== Provided text ==
*****
Measles virus selectively blind to signaling lymphocytic activation molecule (SLAM; CD150) is attenuated and induces strong adaptive immune responses in rhesus monkeys

Abstract

The signaling lymphocytic activation molecule (SLAM; CD150) is the immune cell receptor for measles virus (MV). To assess the importance of the SLAM-MV interactions for virus spread and pathogenesis, we generated a wild-type IC-B MV selectively unable to recognize human SLAM (SLAM-blind). This virus differs from the fully virulent wild-type IC-B strain by a single arginine-to-alanine substitution at amino acid 533 of the attachment protein hemagglutinin and infects cells through SLAM about 40 times less efficiently than the isogenic wild-type strain. Ex vivo, this virus infects primary lymphocytes at low levels regardless of SLAM expression. When a group of six rhesus monkeys (Macaca mulatta) was inoculated intranasally with the SLAM-blind virus, no clinical symptoms were documented. Only one monkey had low-level viremia early after infection, whereas all the hosts in the control group had high viremia levels. Despite minimal, if any, viremia, all six hosts generated neutralizing antibody titers close to those of the control monkeys while MV-directed cellular immunity reached levels at least as high as in wild-type-infected monkeys. These findings prove formally that efficient SLAM recognition is necessary for MV virulence and pathogenesis. They also suggest that the selectively SLAM-blind wild-type MV can be developed into a vaccine vector.

FIG. 1.

Impact of five single amino acid changes on wild-type H protein function. Vero/hSLAM and H358 cells were cotransfected with expression plasmids encoding GFP, IC323-F, and IC323-H or the corresponding mutants. (Top) SLAM-dependent fusion support on Vero/hSLAM cells. (Center) EpR-dependent fusion support on H358 cells. Fusion was graded as indicated in the Materials and Methods section, based on the average of three independent experiments; identification of syncytia was facilitated by the combination of phase-contrast analysis and observation of GFP expression. (Bottom) H protein expression levels in H358 cells at 24 h posttransfection of the corresponding plasmids. H protein was visualized by immunoblotting using an antibody directed against the cytoplasmic tail of H (3).

FIG. 2.
*****
== Dataset excerpts ==
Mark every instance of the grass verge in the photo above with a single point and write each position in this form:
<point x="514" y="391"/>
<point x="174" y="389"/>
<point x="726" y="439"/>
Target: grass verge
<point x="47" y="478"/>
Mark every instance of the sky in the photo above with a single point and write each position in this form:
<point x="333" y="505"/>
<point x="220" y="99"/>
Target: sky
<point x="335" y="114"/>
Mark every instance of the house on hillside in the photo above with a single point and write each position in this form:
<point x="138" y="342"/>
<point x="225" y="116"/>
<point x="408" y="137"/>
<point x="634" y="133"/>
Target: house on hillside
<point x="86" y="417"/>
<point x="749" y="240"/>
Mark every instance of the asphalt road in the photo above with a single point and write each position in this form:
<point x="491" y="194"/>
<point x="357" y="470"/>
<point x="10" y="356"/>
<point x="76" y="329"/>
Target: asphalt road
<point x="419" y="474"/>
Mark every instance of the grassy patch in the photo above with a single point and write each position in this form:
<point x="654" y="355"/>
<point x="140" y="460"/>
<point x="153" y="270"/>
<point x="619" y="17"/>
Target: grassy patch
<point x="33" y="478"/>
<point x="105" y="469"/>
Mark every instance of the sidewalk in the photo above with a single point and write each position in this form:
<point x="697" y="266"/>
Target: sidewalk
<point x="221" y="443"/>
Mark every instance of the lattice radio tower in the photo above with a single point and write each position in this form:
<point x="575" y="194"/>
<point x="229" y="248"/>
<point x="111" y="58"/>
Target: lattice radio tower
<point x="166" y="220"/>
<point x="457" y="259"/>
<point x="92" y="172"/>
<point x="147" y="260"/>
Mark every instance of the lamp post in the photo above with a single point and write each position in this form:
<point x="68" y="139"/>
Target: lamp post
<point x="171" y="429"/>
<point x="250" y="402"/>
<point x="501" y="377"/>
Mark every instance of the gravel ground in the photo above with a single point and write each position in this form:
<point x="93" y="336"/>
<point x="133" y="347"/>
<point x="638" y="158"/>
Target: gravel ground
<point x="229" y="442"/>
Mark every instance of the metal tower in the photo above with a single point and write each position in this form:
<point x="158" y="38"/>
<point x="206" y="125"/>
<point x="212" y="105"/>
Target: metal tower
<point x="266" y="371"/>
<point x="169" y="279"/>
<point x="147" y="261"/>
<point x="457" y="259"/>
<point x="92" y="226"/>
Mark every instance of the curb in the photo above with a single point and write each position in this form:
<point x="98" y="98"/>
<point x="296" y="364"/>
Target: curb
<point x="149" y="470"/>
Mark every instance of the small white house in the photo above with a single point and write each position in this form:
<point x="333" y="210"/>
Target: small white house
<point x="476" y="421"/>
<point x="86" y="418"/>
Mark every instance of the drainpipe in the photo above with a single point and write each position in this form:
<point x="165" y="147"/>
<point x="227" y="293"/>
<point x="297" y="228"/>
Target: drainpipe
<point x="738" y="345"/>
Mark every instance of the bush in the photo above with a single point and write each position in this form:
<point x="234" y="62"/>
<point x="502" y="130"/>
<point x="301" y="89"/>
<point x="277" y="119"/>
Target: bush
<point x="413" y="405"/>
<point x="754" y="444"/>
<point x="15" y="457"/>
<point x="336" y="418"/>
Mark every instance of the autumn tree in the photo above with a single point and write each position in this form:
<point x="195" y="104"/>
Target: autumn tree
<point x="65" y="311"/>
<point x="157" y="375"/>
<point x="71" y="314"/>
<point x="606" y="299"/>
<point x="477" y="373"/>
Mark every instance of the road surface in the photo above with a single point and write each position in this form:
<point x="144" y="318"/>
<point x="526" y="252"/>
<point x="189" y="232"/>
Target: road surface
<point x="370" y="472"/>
*****
== Task to carry out ==
Duplicate the measles virus text word for word, everything from "Impact of five" down to "tail of H (3).". None of the items is needed for this work.

== Solution ==
Impact of five single amino acid changes on wild-type H protein function. Vero/hSLAM and H358 cells were cotransfected with expression plasmids encoding GFP, IC323-F, and IC323-H or the corresponding mutants. (Top) SLAM-dependent fusion support on Vero/hSLAM cells. (Center) EpR-dependent fusion support on H358 cells. Fusion was graded as indicated in the Materials and Methods section, based on the average of three independent experiments; identification of syncytia was facilitated by the combination of phase-contrast analysis and observation of GFP expression. (Bottom) H protein expression levels in H358 cells at 24 h posttransfection of the corresponding plasmids. H protein was visualized by immunoblotting using an antibody directed against the cytoplasmic tail of H (3).